■ Document extract ■
◆ ◆ ◆

The electrical conductivity of mould flux with chemical constitution of CaO-SiO2-Al2O3-NaO-K2O-MgO-CaF2-Cr2O3-FeO-MnO has been investigated. The assessed database contains one unitary, five binary, nine ternary, four quaternary, two quinary, two senary and one octonary subsystems. Each constitutional component is in connection to another via some direct or indirect links. A multilayer artificial neural network method was developed and implemented in the database. The work provides a method to calculate the relationships between the composition, temperature and electrical property of the mould flux within the defined parameter ranges. The results have been validated against those experimental data that are not included in the training of the neural networks.

◆ ◆ ◆

Coordinate labeling data:

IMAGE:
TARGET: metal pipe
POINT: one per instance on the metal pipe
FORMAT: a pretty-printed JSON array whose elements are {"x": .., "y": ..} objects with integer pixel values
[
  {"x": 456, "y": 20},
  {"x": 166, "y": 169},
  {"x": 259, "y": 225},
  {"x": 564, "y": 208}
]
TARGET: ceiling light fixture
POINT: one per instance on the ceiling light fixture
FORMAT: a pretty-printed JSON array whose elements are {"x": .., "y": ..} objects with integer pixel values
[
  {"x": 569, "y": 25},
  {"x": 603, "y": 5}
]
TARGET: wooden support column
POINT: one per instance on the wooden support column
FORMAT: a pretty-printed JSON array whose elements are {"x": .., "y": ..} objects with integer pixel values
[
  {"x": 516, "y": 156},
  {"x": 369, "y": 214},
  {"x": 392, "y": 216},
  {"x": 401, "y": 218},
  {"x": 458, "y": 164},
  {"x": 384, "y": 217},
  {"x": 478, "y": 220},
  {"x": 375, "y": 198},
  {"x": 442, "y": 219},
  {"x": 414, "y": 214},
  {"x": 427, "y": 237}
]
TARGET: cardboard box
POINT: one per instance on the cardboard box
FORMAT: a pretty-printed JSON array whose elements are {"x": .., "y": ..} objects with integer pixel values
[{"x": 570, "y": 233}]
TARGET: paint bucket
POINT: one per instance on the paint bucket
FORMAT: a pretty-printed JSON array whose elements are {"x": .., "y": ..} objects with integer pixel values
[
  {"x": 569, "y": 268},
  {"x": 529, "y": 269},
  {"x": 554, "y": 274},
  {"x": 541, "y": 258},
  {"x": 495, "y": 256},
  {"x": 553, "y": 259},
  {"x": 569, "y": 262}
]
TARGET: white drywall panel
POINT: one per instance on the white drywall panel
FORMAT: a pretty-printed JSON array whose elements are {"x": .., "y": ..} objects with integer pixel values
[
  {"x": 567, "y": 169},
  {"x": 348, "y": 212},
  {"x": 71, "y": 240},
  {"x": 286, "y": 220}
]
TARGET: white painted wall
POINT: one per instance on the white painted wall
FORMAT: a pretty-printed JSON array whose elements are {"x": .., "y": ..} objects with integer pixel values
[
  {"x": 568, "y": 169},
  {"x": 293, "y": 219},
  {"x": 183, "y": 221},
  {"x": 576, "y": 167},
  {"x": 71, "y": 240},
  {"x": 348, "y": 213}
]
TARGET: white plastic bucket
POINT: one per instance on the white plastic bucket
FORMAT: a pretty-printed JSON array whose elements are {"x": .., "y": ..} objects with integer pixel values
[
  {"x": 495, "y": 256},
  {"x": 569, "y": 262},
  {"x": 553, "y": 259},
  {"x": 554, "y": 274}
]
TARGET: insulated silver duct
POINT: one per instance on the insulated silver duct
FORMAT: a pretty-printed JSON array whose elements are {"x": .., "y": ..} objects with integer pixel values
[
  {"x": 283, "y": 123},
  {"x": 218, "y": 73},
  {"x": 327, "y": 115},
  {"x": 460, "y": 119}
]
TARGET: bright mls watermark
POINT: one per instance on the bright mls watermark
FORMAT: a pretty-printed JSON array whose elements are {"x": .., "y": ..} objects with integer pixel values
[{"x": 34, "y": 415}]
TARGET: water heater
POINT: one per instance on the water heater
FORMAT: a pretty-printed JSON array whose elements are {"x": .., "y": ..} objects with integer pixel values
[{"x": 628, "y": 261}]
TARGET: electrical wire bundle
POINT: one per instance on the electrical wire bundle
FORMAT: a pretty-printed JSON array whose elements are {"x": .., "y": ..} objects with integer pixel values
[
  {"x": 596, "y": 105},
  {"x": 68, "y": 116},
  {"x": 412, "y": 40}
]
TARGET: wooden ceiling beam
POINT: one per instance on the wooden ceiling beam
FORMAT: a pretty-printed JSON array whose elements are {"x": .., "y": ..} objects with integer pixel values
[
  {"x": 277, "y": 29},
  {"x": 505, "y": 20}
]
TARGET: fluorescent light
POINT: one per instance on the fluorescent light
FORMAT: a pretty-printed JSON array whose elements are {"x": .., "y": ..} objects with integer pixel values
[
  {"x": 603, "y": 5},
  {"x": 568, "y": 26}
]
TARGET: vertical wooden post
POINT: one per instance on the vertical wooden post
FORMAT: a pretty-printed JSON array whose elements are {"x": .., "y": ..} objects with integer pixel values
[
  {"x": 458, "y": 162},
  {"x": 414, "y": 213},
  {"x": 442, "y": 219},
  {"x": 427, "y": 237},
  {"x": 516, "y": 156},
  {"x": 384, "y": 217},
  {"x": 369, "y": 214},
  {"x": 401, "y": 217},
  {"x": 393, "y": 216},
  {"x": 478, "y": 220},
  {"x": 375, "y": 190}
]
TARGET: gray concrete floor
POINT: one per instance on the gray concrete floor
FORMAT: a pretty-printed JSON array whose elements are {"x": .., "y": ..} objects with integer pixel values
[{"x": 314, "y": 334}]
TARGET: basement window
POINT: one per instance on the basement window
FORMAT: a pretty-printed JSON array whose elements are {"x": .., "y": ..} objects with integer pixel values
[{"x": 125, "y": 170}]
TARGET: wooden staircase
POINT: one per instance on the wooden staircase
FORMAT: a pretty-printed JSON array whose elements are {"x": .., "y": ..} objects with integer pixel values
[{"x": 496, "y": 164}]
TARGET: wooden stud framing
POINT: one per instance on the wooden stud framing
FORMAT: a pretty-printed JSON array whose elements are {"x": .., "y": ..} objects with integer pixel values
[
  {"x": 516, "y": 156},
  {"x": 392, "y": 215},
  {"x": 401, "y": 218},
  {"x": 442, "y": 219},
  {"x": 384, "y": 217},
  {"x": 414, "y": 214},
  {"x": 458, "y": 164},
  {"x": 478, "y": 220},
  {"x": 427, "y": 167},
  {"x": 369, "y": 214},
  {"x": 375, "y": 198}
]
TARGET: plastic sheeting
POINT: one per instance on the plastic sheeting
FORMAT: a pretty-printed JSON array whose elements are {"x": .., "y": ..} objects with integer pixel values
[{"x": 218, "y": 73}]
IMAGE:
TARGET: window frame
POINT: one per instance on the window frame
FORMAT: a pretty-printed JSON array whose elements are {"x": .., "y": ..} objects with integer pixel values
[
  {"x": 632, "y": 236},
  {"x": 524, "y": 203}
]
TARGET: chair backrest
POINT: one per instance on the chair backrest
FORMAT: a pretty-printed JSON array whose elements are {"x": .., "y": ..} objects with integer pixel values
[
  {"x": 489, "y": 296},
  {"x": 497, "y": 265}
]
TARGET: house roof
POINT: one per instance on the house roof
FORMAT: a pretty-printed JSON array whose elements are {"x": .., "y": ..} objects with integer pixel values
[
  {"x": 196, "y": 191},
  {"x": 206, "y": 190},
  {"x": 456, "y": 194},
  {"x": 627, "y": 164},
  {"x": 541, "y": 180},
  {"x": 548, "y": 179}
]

◆ ◆ ◆

■ Tasks to carry out ■
(A) Say whether each statement agrees with the mould flux abstract, answering yes or no and quoting the deciding words: (i) the database includes nine ternary subsystems; (ii) the neural network method has a single layer; (iii) the method relates composition and temperature to electrical property.
(B) Carry on the mould flux abstract after its final sentence.

■ Outputs ■
(A) (i) Yes: "nine ternary". (ii) No: "A multilayer artificial neural network method was developed". (iii) Yes: "calculate the relationships between the composition, temperature and electrical property of the mould flux".

(B)
Introduction

Many steelmaking companies are using a mould flux with chemical constitution of CaO-SiO2-Al2O3-NaO-K2O-MgO-CaF2-Cr2O3-FeO-MnO to cast stainless steels in continuous casting mould. The mould slag contains high concentration of fluorine to reduce viscosity and solidification temperature [Citation1]. Cr2O3-FeO-MnO can either pre-exist in mould powder or enter to liquid slag from oxidation of alloying elements in liquid stainless steel at casting mould and tundish [Citation2]. The electrical conductivity of this system has never been assessed systematically although the data for its subsystem are notably rich.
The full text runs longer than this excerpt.